In your output, repeat each entry exactly and include no pictures.
##### Data records #####
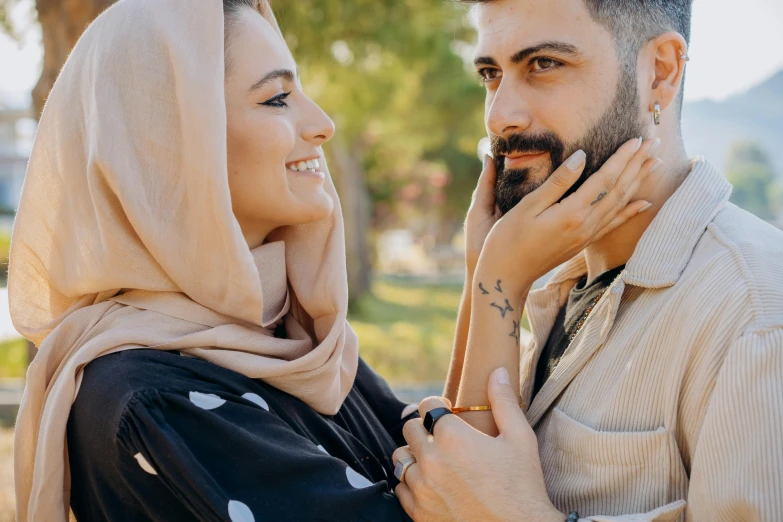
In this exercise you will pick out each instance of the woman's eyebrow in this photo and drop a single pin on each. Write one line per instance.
(286, 74)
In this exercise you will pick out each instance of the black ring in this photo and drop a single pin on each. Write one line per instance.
(433, 416)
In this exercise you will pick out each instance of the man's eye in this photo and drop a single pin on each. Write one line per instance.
(487, 75)
(544, 64)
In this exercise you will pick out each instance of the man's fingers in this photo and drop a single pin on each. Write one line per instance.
(405, 496)
(484, 195)
(415, 435)
(402, 451)
(555, 187)
(630, 211)
(617, 205)
(509, 417)
(613, 181)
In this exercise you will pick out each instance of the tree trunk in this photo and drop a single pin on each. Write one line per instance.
#####
> Completed exercise:
In this exercise you will pick out each instance of the woman's eyebrow in this photo and drop a single pin on each. Write one line per instance.
(286, 74)
In this exercise you will pick out each instance of the black ring in this photo and drop a single pin on each. Write one line per instance.
(433, 416)
In this exercise you will pick out each instance of the man's eye in this photo and drop a single pin on each. Write one line per instance.
(487, 75)
(544, 64)
In this exercise you will pick out each instance of the man's fingers in this photo and drop a single pin on each. Write one line per instance.
(405, 496)
(484, 195)
(415, 435)
(402, 451)
(555, 187)
(630, 211)
(617, 205)
(509, 417)
(613, 181)
In this exercise you will pick out each instance of the tree trunk in this photo and drop a single pin on each. Write one line per instance.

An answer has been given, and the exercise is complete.